» Exercises
- a) Answer these questions about the Cassandra-to-Arrow page:
(i) What format is the Arrow IPC stream stored in?
(ii) Which port number does the code assign to PORT?
(iii) What bytes does fetch_data send over the socket?
- b) Copy the dataset entries from their start through the line that contains "128L131 124L125 129V134L141", both ends included, and leave out any pictures.

» Text shown
_ _ _ _ _ _ _
# 3. Cassandra to Arrow

We use some code from the Cassandra server to read the SSTable, but instead of de/serializing to/from CQL, we use an [Arrow IPC stream](http://arrow.apache.org/), which is stored in a columnar format and better suited for analytics.

Data transformations:

1. SSTable on disk
2. Deserialized into Java Object in C* server
3. Client makes request to server (not to C* DB)
4. Data serialized via Arrow IPC stream
5. Sent across network
6. Arrow IPC stream received by client
7. Transformed into Arrow Table / cuDF

**Pros:**
- doesn't make request to the main Cassandra DB, which lessens the load and allows for other operations to run
- less de/serialization involved using the Arrow IPC stream

**Cons:**
- don't want to have to start Cassandra or use the JVM
- complex architecture

In [None]:
import pyarrow as pa
# my local computer doesn't have cudf installed
# import cudf
import socket

HOST = '127.0.0.1'
PORT = 9143

In [None]:
# read data from socket
def fetch_data():
    with socket.socket(socket.AF_INET, socket.SOCK_STREAM) as s:
        s.connect((HOST, PORT))
        s.sendall(b'hello world\n')
        data = b''
        while True:
            newdata = s.recv(1024)
            if not newdata:
                break
            data += newdata
    return data

In [None]:
buffer = fetch_data()
reader = pa.ipc.open_stream(buffer)
arrow_table = reader.read_all()
arrow_table.to_pandas() # for visualization
_ _ _ _ _ _ _
Dataset entries:
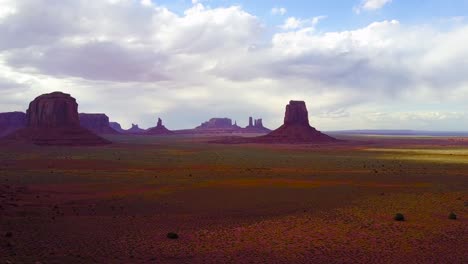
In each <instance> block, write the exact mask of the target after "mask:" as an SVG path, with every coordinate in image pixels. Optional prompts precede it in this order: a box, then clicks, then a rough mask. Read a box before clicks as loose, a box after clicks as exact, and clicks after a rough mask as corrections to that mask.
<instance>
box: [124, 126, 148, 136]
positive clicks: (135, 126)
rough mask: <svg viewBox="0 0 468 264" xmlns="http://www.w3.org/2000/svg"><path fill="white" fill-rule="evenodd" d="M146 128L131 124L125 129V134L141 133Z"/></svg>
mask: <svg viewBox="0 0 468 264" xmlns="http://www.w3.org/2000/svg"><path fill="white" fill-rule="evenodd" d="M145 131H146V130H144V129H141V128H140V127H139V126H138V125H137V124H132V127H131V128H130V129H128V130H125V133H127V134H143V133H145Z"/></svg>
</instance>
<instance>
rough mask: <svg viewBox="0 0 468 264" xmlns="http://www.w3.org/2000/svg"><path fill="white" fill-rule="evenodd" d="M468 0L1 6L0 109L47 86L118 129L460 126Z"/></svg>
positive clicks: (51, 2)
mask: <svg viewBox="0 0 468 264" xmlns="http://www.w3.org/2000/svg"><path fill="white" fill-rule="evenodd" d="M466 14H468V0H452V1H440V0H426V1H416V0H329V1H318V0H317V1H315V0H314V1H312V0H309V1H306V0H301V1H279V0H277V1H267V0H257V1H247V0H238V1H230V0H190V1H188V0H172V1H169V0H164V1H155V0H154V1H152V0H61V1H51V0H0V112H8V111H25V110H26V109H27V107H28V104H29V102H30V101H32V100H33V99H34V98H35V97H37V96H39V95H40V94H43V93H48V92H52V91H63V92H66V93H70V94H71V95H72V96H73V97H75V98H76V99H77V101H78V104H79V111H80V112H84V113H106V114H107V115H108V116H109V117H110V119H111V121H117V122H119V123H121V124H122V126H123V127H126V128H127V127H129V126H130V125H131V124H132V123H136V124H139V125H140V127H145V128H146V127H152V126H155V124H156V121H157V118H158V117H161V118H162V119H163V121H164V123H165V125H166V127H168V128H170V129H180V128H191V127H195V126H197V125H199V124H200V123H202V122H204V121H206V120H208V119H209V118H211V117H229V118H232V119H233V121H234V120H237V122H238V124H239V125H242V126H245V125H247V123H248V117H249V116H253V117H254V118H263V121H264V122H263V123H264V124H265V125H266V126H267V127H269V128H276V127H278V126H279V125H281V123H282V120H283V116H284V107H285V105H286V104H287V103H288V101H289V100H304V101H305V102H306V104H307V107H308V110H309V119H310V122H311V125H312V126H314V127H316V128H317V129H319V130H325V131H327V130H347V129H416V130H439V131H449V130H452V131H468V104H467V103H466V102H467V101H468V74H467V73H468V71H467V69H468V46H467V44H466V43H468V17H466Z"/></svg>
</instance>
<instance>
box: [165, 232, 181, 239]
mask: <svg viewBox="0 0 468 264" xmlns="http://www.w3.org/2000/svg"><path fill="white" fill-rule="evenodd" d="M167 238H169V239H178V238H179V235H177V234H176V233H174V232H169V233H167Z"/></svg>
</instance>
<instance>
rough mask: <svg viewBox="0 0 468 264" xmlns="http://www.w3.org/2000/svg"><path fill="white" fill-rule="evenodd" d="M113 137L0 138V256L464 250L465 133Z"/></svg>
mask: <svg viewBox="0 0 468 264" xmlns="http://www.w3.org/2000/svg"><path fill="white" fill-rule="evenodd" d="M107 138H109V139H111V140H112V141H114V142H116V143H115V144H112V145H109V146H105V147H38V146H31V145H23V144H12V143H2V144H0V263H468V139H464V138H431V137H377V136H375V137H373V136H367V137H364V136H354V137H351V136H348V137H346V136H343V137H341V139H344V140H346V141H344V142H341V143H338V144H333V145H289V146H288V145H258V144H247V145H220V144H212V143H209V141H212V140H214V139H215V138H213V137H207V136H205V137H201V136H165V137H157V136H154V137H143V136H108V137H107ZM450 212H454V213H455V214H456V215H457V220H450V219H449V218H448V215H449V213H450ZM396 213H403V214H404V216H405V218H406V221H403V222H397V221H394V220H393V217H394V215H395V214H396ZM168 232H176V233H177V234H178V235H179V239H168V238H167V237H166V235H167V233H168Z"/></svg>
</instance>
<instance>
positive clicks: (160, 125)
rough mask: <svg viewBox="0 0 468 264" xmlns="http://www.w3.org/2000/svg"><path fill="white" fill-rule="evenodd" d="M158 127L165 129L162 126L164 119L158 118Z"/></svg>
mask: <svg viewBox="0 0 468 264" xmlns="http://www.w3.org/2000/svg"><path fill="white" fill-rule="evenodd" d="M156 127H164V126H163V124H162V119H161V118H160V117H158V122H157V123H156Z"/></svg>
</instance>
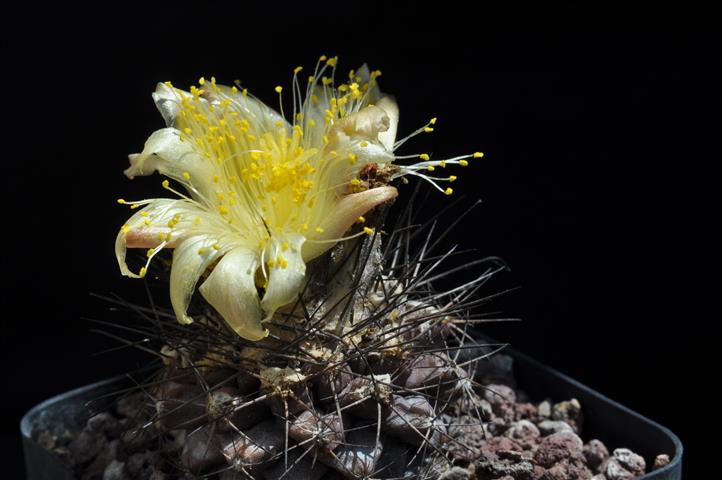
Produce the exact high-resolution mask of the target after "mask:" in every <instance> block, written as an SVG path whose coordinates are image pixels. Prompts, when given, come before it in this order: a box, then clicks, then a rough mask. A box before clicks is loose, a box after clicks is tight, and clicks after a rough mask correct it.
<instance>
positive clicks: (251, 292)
_ _ _ _ _ _ _
» Your written answers
- a)
(i) A columnar format
(ii) 9143
(iii) b'hello world\n'

- b)
In each <instance> block, write the exact mask of the target after "mask:" as an SVG path, with every coordinate in image pixels. Optional prompts precede it in this order: a box, then clicks, then a rough mask. Read a box before clicks as loose, a box after clicks as exact, and clicks after a rough mask as corrections to that mask.
<instance>
box: [124, 126, 148, 136]
positive clicks: (135, 126)
rough mask: <svg viewBox="0 0 468 264" xmlns="http://www.w3.org/2000/svg"><path fill="white" fill-rule="evenodd" d="M146 128L131 124L125 129V134L141 133Z"/></svg>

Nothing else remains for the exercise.